» **Extrait fourni**
Un enjeu non négligeable car, selon les équipes du CCMM de Toulouse, l'activité de pêche est dix fois plus accidentogène que les métiers du bâtiment.

Pourquoi le CCMM est à Toulouse ?

Au regard de ses activités, le Centre de consultation médicale maritime aurait pu se situer à Brest, au Havre, ou pourquoi pas à Marseille. Des villes aux activités maritimes connues de tous. Finalement, l'histoire a fait que cet établissement s'est développé à Toulouse. "À la fin de la seconde Guerre Mondiale, Radio Saint-Lys est la seule station à l'époque capable de capter les ondes décamétriques par lesquelles passaient les appels d'assistance médicale venant des marins", raconte Patrick Roux. Les opérateurs de la station basculaient dès lors les appels vers l'internat de l'hôpital de Purpan, sans certitude que la communication parvienne à un médecin. Finalement, c'est le médecin... Louis Larreng qui, quand il fonde le premier Samu français à Toulouse, pense à renvoyer ces fameux appels venant de la mer vers le cadre de régulation du Samu, en 1968. Quinze années plus tard ce service deviendra officiellement le CCMM sur instruction ministérielle.

» **Entrées extraites**
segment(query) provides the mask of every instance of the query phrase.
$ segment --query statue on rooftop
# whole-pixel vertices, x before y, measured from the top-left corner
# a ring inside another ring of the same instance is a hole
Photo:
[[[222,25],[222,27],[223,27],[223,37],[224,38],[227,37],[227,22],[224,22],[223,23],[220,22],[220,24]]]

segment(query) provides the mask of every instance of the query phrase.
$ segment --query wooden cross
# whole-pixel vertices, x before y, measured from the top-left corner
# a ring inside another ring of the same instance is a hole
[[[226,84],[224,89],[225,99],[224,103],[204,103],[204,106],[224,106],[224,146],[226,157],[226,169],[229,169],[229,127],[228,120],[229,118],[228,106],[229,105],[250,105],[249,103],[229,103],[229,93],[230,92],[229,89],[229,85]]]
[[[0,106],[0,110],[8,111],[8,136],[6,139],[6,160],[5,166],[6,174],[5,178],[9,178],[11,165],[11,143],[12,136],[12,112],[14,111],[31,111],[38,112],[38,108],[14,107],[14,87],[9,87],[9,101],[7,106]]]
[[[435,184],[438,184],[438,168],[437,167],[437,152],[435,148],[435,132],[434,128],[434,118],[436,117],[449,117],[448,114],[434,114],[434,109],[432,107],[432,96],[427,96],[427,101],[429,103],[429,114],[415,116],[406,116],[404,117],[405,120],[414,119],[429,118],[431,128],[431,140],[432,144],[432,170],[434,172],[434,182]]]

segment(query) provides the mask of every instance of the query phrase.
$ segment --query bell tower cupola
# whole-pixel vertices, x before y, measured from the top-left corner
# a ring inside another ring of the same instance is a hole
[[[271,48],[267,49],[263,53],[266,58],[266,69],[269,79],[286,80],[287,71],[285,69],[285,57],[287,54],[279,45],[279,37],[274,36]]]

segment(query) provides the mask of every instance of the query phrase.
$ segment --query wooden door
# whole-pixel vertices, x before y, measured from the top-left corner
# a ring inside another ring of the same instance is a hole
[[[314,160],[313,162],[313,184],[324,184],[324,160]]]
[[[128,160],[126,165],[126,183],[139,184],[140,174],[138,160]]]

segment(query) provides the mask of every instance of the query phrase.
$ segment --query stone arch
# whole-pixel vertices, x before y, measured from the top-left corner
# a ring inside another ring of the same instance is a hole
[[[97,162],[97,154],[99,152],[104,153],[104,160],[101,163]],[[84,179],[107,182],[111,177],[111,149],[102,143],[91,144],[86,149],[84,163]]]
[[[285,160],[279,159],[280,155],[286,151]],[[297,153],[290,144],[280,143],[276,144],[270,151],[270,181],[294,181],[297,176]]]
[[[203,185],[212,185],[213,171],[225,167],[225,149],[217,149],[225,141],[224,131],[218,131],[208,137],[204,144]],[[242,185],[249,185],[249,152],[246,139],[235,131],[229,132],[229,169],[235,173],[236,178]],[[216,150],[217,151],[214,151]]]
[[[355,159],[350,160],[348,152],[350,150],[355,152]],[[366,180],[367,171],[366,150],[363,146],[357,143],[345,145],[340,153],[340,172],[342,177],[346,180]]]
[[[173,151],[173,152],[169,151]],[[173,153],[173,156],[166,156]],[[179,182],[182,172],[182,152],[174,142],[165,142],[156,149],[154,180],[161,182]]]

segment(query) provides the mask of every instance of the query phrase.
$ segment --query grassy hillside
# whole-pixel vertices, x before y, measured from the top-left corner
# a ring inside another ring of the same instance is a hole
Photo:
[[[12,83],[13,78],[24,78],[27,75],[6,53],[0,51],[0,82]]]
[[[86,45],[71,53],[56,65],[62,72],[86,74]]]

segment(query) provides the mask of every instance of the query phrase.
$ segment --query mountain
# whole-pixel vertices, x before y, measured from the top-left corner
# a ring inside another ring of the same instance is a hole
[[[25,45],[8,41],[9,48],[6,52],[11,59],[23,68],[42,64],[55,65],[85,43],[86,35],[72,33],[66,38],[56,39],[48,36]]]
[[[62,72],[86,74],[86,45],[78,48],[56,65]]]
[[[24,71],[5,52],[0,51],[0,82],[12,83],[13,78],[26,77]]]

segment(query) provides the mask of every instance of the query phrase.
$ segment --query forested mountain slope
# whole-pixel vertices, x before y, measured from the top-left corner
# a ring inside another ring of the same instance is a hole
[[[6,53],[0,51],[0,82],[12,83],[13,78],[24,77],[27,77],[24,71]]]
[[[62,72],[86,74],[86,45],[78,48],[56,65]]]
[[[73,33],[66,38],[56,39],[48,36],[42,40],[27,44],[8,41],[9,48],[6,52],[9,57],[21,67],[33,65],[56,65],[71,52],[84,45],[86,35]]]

» **Énoncé du problème**
Pouvez-vous recopier fidèlement le passage de l'extrait sur le CCMM de Toulouse compris entre « Un enjeu non négligeable » et « à Toulouse ? », ces deux bornes incluses ?

» **Résultat obtenu**
Un enjeu non négligeable car, selon les équipes du CCMM de Toulouse, l'activité de pêche est dix fois plus accidentogène que les métiers du bâtiment.

Pourquoi le CCMM est à Toulouse ?